— begin EXTRACTED MATERIAL —

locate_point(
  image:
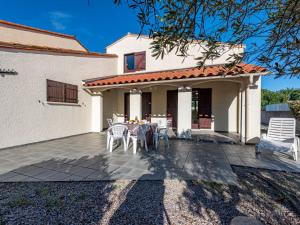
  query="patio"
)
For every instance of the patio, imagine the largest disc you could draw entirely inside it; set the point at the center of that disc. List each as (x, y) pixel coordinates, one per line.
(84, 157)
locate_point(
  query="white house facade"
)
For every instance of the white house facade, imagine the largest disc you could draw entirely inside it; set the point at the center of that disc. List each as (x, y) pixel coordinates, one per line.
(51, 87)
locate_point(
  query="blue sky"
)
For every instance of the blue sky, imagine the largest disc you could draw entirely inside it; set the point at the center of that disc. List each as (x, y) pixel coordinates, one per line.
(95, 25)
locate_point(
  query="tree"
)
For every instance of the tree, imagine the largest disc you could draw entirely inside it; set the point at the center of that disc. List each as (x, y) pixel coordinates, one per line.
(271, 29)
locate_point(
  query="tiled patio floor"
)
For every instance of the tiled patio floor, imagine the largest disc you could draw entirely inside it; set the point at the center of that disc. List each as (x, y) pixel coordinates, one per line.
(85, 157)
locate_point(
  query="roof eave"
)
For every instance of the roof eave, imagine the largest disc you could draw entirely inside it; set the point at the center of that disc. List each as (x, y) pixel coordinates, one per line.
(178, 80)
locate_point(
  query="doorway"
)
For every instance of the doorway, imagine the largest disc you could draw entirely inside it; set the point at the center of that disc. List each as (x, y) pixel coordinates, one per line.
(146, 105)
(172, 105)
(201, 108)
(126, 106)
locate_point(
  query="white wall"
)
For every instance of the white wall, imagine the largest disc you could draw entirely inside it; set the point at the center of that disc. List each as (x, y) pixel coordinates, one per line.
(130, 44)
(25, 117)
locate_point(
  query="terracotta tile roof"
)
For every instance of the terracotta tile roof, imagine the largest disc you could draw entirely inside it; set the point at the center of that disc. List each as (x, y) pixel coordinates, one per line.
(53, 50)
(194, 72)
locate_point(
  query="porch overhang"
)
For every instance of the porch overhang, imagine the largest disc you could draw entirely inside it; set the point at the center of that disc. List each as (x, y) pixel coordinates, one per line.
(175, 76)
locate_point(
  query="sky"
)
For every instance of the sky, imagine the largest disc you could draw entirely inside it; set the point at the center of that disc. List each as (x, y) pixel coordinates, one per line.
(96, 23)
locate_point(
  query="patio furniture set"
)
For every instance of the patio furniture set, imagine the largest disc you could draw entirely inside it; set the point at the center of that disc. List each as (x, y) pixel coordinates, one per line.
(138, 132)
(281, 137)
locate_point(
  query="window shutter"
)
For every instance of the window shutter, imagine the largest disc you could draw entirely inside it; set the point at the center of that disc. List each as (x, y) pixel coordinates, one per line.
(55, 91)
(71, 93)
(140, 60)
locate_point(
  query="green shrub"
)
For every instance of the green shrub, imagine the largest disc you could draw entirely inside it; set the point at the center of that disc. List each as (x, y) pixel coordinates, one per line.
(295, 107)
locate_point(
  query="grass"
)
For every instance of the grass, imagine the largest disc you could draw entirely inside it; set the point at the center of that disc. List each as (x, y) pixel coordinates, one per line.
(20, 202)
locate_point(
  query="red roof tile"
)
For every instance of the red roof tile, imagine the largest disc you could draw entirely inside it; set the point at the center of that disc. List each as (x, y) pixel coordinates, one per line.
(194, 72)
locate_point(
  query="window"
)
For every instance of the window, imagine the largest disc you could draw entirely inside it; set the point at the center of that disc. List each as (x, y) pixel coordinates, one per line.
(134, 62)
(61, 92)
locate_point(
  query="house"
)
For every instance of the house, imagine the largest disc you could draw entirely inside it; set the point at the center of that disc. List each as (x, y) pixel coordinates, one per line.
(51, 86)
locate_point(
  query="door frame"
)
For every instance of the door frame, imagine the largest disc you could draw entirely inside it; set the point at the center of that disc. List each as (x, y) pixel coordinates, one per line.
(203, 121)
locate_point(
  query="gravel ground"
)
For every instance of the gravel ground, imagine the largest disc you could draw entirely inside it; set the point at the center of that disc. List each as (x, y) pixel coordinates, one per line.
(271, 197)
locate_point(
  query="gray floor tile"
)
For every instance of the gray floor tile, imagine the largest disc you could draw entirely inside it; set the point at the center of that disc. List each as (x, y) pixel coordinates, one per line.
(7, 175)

— end EXTRACTED MATERIAL —

* WHAT YOU NEED TO DO *
Please repeat the entries exactly. Do not include the pictures.

* TASK RESULT *
locate_point(
  image:
  query="patio"
)
For every instance of the patio, imagine the largest disc you could draw entirely inside it; set the point at the center of that disc. List each as (x, y) pixel coordinates, one per line.
(84, 157)
locate_point(
  query="white house facade"
)
For every instance of the white house facade, imagine the largest disc you could draw entirely inside it; set the point at the center of that disc. List each as (x, y) pixel coordinates, one per line.
(51, 87)
locate_point(
  query="blue sky"
)
For every instance of the blue sky, imagine the largest disc you could draw entirely inside it; set the point at the center of that disc. List each as (x, y) pixel coordinates, one per line.
(95, 25)
locate_point(
  query="tree"
)
For every instance of the tree, imagine the largest disc you could draw entirely inside it; set the point at the center of that disc. List each as (x, y) pixel coordinates, one per line.
(271, 29)
locate_point(
  query="tiled patio floor"
)
For every instance of the tiled patio floor, imagine the largest disc you could draw entirely inside it; set the point at the center of that disc. List each as (x, y) pixel coordinates, one per line.
(85, 157)
locate_point(
  query="roof eave"
)
For every instance of the roof eave, imagine the largest disc you could draw entirely inside it; set the point at the center of that disc. List each as (x, y) pixel coordinates, one per line.
(178, 80)
locate_point(
  query="doorway"
)
For every instance of the doorway, imagine the largest disc you could draw entirely inside it; set the point at the center of that disc. List each as (x, y) pixel coordinates, one per line.
(146, 105)
(172, 105)
(201, 108)
(126, 106)
locate_point(
  query="white wall"
)
For every instance of the white wall, imagine the largest disc you could draw entirely inside it; set the point at the center of that disc. List each as (x, y) pixel coordinates, one per line.
(130, 44)
(25, 117)
locate_point(
  query="terracotta tile roof"
)
For every instance of the terracotta tile roof, imagine the largest disc you could draw entirely inside it; set the point at the center of that disc. List each as (x, y) pixel coordinates, one per line.
(53, 50)
(194, 72)
locate_point(
  query="porch overhang"
)
For every instance of the porch overhang, imagine the largest disc you could draw entirely inside it; set the point at the center of that disc. List each as (x, y) pixel coordinates, one per line.
(175, 76)
locate_point(
  query="sky"
)
For every instance of the sky, imagine the largest disc you could draw entirely inside it; set the point at the center of that disc. List each as (x, y) pixel coordinates, one per line.
(96, 23)
locate_point(
  query="patio furniture set"
)
For every instance of the patio furniture set, imagine the largest disc you could draw entirely inside it; set the point at the center of that disc. List each as (x, y) pixel coordinates, one per line.
(138, 132)
(281, 137)
locate_point(
  query="window shutter"
)
For every instance of the window shutter, imagine the largest disc you could draw entirely inside it; set the point at the center of that disc. List each as (x, y) pixel coordinates, one per line.
(55, 91)
(71, 93)
(140, 60)
locate_point(
  query="green shrub"
)
For every instance of the green shrub, imagine the largest disc you could draw entirely inside it; set the point at the center of that disc. List each as (x, y) pixel coordinates, one per line.
(295, 107)
locate_point(
  query="grass"
)
For every instance of the grass, imagine the largest disc you could draw entirely inside it; set the point at the center of that disc. List each as (x, y) pixel coordinates, one per line.
(20, 202)
locate_point(
  query="red roof tile"
)
For every instance of the red roof tile, imagine the largest disc you could draw entirely inside it; set the point at the center of that disc. List each as (x, y) pixel coordinates, one per line.
(194, 72)
locate_point(
  query="window"
)
For every instance of the window, imagine the largest disc you could draw entirely inside it; set the point at the center of that disc. List each as (x, y) pixel coordinates, one per line.
(134, 62)
(61, 92)
locate_point(
  query="house"
)
For every instance of the house, imagine the largest disc you could draw entirely inside it; set the point at the center of that disc. List each as (x, y) pixel coordinates, one per line.
(51, 86)
locate_point(
  query="door frame"
)
For every instance of the door frame, imagine the largest disc you could draw entirely inside it; set the point at the center of that disc. List each as (x, y) pixel coordinates, one per line.
(203, 121)
locate_point(
  query="gravel ground"
)
For every instance of the gravel ground, imagine the largest disc you could draw entirely inside it; set the point at the center of that disc. List each as (x, y) pixel coordinates, one per line.
(271, 197)
locate_point(
  query="gray floor tile"
)
For every instance of the gray floor tile, imagine the largest disc you could draw entirely inside it; set the point at the center of that disc. List each as (x, y) pixel coordinates, one per line.
(7, 175)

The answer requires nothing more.